▶ [ACTIVITY]
Go through the records below and report each line with "truck" in it.

▶ [MATERIAL FOR THIS EXERCISE]
====================

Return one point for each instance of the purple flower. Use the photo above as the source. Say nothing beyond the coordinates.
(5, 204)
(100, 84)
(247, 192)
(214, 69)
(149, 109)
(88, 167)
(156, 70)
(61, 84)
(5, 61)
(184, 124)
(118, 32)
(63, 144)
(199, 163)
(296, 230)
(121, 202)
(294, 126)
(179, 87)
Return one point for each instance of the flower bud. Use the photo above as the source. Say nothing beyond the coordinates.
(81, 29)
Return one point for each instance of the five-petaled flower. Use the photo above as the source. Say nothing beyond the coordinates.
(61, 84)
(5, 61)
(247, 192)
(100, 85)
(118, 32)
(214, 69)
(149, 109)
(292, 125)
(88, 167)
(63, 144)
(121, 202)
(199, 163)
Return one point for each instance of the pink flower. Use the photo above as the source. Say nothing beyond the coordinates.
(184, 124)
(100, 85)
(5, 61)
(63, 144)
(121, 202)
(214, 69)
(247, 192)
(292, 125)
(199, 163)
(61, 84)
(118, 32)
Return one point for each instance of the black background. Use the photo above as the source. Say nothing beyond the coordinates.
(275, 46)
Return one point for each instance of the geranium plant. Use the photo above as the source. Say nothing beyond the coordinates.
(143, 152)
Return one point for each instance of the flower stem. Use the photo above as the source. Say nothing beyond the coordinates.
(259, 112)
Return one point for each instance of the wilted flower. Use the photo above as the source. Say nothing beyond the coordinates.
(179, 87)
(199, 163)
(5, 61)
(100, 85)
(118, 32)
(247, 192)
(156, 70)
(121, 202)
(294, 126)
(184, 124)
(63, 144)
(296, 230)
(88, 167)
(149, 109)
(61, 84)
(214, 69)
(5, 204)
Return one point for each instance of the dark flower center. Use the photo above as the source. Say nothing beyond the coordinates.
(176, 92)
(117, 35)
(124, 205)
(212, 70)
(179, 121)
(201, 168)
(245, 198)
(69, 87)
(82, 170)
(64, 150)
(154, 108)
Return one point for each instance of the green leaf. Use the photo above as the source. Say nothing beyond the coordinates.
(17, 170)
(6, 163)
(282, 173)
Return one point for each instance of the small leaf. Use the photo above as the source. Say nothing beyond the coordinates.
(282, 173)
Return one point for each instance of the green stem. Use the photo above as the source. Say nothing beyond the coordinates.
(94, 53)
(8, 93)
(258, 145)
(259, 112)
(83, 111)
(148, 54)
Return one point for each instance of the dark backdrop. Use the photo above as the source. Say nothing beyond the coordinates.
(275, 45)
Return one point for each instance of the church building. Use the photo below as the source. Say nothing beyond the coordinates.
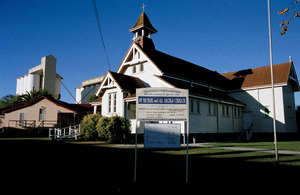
(42, 76)
(227, 103)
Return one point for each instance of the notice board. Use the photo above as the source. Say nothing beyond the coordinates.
(162, 104)
(162, 135)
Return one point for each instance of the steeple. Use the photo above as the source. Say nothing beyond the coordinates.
(143, 27)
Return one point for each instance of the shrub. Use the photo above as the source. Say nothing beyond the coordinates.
(88, 126)
(113, 128)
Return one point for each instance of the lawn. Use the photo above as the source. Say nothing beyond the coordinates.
(285, 145)
(94, 165)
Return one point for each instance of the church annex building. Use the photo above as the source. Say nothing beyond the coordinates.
(219, 103)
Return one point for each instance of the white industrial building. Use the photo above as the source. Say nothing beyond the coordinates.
(88, 88)
(43, 76)
(228, 103)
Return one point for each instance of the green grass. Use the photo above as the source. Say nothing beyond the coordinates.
(97, 164)
(286, 145)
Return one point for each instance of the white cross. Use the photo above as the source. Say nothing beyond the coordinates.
(143, 7)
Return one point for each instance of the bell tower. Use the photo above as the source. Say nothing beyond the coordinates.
(143, 30)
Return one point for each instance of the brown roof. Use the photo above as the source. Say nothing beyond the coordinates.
(201, 91)
(259, 76)
(179, 68)
(143, 22)
(73, 107)
(127, 82)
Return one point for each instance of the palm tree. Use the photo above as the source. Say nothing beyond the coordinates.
(32, 95)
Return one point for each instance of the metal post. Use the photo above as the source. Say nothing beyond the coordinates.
(187, 144)
(272, 82)
(135, 154)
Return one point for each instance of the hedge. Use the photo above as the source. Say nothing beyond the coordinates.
(113, 129)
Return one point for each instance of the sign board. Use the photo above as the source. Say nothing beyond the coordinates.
(162, 104)
(162, 135)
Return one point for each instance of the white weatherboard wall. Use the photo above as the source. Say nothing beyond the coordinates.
(119, 101)
(257, 99)
(39, 77)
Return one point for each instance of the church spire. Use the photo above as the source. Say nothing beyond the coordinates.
(143, 27)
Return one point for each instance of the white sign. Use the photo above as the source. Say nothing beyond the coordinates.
(157, 104)
(162, 135)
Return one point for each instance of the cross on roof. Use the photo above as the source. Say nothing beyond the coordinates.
(144, 7)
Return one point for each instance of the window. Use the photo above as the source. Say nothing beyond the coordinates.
(192, 106)
(267, 111)
(115, 102)
(134, 69)
(109, 102)
(225, 110)
(290, 114)
(22, 119)
(42, 113)
(212, 108)
(237, 111)
(198, 107)
(112, 102)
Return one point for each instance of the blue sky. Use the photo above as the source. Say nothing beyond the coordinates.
(225, 35)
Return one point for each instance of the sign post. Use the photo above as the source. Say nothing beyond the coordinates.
(162, 104)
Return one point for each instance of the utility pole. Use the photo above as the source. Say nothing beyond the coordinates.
(272, 83)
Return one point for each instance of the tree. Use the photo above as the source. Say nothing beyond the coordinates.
(113, 128)
(9, 100)
(32, 95)
(88, 126)
(92, 98)
(289, 13)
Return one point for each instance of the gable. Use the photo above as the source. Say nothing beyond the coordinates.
(134, 56)
(119, 81)
(49, 102)
(108, 83)
(259, 76)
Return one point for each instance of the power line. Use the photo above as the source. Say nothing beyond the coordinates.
(99, 27)
(67, 89)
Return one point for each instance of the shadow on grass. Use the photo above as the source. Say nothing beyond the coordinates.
(52, 164)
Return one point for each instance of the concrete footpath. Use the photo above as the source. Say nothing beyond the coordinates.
(203, 145)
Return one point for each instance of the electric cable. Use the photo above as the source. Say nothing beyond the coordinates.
(100, 31)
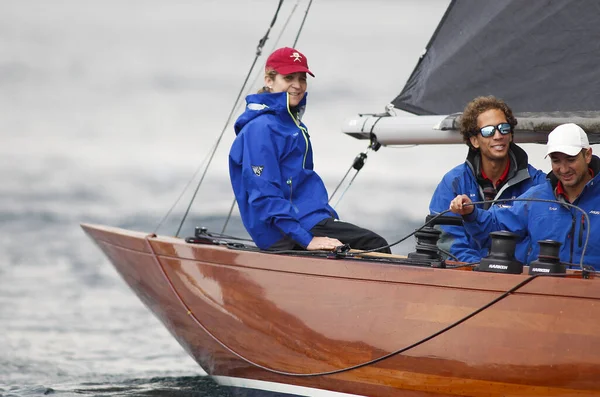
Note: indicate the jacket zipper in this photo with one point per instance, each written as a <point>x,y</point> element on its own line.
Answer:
<point>304,132</point>
<point>581,230</point>
<point>572,235</point>
<point>289,183</point>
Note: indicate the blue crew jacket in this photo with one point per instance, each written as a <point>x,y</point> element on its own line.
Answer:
<point>463,180</point>
<point>548,221</point>
<point>271,172</point>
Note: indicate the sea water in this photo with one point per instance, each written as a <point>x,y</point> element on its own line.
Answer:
<point>109,110</point>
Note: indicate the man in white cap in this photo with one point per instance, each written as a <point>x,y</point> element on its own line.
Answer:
<point>574,179</point>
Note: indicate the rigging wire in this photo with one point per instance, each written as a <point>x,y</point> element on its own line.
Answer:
<point>302,24</point>
<point>259,48</point>
<point>166,216</point>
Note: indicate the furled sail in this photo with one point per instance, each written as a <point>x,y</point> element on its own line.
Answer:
<point>540,56</point>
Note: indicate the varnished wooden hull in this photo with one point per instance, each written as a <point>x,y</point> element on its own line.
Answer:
<point>242,314</point>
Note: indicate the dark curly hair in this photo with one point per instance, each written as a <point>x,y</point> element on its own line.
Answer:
<point>468,120</point>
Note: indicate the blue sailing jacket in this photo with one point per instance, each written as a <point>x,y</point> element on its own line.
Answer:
<point>548,221</point>
<point>271,171</point>
<point>463,180</point>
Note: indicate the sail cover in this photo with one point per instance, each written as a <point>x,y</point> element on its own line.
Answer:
<point>537,55</point>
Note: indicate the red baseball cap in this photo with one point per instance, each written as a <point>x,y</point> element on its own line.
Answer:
<point>287,60</point>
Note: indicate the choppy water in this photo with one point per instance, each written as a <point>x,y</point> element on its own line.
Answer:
<point>107,109</point>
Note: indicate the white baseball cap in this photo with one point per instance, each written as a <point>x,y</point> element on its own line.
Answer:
<point>569,139</point>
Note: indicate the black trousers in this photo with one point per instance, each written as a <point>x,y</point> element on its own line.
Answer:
<point>348,233</point>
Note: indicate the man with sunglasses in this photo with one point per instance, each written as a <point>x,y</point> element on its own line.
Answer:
<point>575,179</point>
<point>495,168</point>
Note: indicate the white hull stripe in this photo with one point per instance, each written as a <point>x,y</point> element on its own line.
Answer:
<point>279,387</point>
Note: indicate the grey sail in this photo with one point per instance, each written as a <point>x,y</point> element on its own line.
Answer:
<point>537,55</point>
<point>540,56</point>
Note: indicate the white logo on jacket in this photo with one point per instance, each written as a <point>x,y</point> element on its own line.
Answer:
<point>258,169</point>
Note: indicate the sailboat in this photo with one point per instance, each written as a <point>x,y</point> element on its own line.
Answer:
<point>368,324</point>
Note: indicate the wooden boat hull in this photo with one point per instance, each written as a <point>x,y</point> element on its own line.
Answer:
<point>249,316</point>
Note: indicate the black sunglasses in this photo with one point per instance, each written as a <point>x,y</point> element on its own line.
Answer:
<point>489,130</point>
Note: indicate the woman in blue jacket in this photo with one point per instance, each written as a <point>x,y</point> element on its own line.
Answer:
<point>575,179</point>
<point>283,202</point>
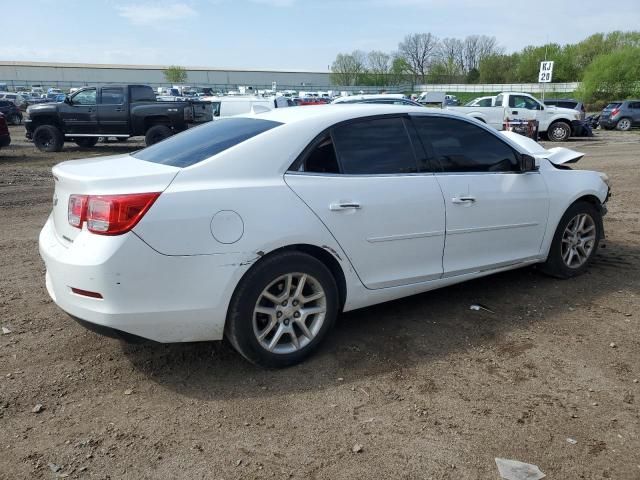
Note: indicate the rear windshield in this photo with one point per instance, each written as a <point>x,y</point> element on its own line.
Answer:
<point>197,144</point>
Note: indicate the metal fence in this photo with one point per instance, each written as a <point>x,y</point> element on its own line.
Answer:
<point>500,87</point>
<point>366,89</point>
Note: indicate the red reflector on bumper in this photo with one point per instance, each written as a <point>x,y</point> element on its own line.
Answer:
<point>86,293</point>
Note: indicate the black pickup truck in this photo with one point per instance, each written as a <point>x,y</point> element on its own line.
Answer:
<point>111,110</point>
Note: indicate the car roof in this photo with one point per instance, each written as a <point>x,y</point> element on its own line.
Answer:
<point>330,114</point>
<point>350,98</point>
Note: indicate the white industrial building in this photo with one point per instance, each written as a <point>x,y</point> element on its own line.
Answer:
<point>65,75</point>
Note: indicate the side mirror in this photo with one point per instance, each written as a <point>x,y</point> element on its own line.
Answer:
<point>529,163</point>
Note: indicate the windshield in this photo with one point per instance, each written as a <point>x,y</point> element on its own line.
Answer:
<point>197,144</point>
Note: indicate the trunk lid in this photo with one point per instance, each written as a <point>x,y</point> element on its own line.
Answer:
<point>111,175</point>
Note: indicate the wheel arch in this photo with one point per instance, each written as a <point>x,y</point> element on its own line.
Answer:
<point>326,255</point>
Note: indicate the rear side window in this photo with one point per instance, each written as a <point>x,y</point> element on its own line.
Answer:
<point>377,146</point>
<point>142,93</point>
<point>459,146</point>
<point>200,143</point>
<point>112,96</point>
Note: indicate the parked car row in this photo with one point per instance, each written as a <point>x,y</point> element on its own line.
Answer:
<point>621,115</point>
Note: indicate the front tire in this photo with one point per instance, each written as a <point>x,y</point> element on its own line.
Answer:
<point>559,132</point>
<point>282,310</point>
<point>48,138</point>
<point>575,242</point>
<point>156,134</point>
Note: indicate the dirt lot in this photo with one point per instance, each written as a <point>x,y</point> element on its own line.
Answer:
<point>427,387</point>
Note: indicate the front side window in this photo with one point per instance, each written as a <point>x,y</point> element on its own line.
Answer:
<point>197,144</point>
<point>376,146</point>
<point>86,97</point>
<point>460,146</point>
<point>112,96</point>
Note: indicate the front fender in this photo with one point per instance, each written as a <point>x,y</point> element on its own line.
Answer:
<point>565,187</point>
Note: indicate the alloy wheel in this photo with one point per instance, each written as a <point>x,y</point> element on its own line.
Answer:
<point>289,313</point>
<point>578,240</point>
<point>558,133</point>
<point>624,124</point>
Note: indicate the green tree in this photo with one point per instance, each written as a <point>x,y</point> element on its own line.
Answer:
<point>175,74</point>
<point>614,75</point>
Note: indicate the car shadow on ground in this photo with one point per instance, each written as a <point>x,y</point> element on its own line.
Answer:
<point>394,336</point>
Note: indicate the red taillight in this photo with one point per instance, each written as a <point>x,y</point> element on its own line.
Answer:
<point>111,214</point>
<point>77,210</point>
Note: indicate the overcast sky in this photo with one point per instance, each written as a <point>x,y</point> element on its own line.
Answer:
<point>284,34</point>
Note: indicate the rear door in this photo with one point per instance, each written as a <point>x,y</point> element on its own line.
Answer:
<point>113,117</point>
<point>635,112</point>
<point>80,115</point>
<point>496,215</point>
<point>362,181</point>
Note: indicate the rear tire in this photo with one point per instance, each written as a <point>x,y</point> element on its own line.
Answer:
<point>575,242</point>
<point>624,124</point>
<point>86,142</point>
<point>48,138</point>
<point>559,132</point>
<point>275,323</point>
<point>156,134</point>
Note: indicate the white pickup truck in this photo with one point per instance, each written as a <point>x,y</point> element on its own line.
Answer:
<point>557,123</point>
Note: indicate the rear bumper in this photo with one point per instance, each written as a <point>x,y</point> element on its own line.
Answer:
<point>145,294</point>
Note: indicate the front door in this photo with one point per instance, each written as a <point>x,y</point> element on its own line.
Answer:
<point>80,114</point>
<point>361,180</point>
<point>522,107</point>
<point>496,214</point>
<point>113,116</point>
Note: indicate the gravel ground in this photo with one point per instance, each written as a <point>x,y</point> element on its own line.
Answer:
<point>421,388</point>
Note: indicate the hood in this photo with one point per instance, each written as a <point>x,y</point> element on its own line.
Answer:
<point>556,155</point>
<point>564,111</point>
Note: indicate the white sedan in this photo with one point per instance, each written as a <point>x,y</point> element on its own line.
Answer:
<point>262,228</point>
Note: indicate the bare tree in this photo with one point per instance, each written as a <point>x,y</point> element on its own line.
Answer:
<point>379,66</point>
<point>342,69</point>
<point>418,50</point>
<point>478,47</point>
<point>347,68</point>
<point>451,55</point>
<point>359,65</point>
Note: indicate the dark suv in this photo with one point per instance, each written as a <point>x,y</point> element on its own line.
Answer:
<point>11,112</point>
<point>621,115</point>
<point>5,136</point>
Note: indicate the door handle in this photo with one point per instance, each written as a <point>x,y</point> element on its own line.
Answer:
<point>466,200</point>
<point>334,207</point>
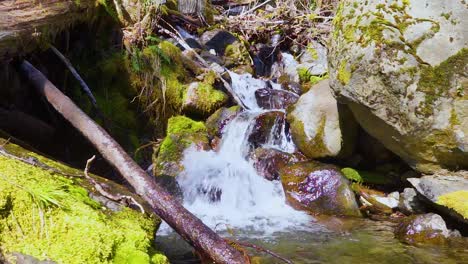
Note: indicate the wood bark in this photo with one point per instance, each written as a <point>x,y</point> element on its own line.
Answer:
<point>26,23</point>
<point>192,229</point>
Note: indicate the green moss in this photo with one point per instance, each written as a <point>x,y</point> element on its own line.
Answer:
<point>352,174</point>
<point>49,216</point>
<point>344,75</point>
<point>435,81</point>
<point>458,201</point>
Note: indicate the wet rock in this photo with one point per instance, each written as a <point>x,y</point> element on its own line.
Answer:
<point>275,99</point>
<point>412,100</point>
<point>426,228</point>
<point>182,133</point>
<point>268,162</point>
<point>318,188</point>
<point>217,40</point>
<point>264,58</point>
<point>314,59</point>
<point>216,123</point>
<point>267,127</point>
<point>201,99</point>
<point>409,202</point>
<point>447,191</point>
<point>292,87</point>
<point>315,124</point>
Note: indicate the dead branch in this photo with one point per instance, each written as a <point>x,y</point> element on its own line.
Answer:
<point>201,237</point>
<point>114,197</point>
<point>261,249</point>
<point>76,75</point>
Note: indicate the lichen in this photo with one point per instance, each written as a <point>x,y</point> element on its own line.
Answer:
<point>49,216</point>
<point>344,75</point>
<point>458,201</point>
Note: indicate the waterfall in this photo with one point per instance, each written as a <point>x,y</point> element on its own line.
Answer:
<point>224,189</point>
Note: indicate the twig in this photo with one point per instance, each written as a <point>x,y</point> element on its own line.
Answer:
<point>76,74</point>
<point>261,249</point>
<point>100,189</point>
<point>254,8</point>
<point>176,36</point>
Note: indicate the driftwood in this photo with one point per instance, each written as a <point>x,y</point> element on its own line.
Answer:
<point>26,23</point>
<point>192,229</point>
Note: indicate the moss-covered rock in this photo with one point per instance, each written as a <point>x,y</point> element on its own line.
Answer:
<point>216,123</point>
<point>447,191</point>
<point>52,217</point>
<point>400,66</point>
<point>424,229</point>
<point>202,99</point>
<point>318,188</point>
<point>182,133</point>
<point>315,124</point>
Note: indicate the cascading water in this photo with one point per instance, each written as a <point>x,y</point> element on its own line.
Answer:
<point>223,188</point>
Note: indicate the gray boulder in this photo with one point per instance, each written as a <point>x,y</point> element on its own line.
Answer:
<point>401,67</point>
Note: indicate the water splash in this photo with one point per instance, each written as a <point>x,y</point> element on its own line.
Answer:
<point>223,188</point>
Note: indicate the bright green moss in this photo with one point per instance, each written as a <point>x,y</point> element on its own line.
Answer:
<point>458,201</point>
<point>344,75</point>
<point>49,216</point>
<point>352,174</point>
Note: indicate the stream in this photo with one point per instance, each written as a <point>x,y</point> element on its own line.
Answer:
<point>223,189</point>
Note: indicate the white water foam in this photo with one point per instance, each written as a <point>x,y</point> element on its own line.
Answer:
<point>224,189</point>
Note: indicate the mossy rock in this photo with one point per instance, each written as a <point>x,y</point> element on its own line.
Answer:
<point>201,99</point>
<point>216,123</point>
<point>182,133</point>
<point>50,216</point>
<point>400,68</point>
<point>318,188</point>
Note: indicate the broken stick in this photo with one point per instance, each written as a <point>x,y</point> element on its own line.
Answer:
<point>192,229</point>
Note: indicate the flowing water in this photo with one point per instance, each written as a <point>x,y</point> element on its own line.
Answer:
<point>223,189</point>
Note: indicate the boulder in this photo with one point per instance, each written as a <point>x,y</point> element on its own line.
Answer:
<point>216,123</point>
<point>182,133</point>
<point>447,191</point>
<point>409,202</point>
<point>269,127</point>
<point>275,99</point>
<point>268,162</point>
<point>315,124</point>
<point>202,99</point>
<point>426,228</point>
<point>318,188</point>
<point>401,67</point>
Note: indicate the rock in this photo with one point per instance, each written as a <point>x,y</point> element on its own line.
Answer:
<point>275,99</point>
<point>182,133</point>
<point>216,123</point>
<point>50,216</point>
<point>447,191</point>
<point>409,202</point>
<point>314,59</point>
<point>268,127</point>
<point>426,228</point>
<point>202,99</point>
<point>315,125</point>
<point>318,188</point>
<point>413,100</point>
<point>217,40</point>
<point>268,162</point>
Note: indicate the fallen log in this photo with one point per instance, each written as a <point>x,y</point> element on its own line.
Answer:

====================

▶ [EXERCISE ANSWER]
Note: indicate the black pickup truck in this photo with one point per instance, each written as a <point>x,y</point> element on its own line.
Note: indicate the white pickup truck in this photo with one point per instance, each written as a <point>x,y</point> element on its own line.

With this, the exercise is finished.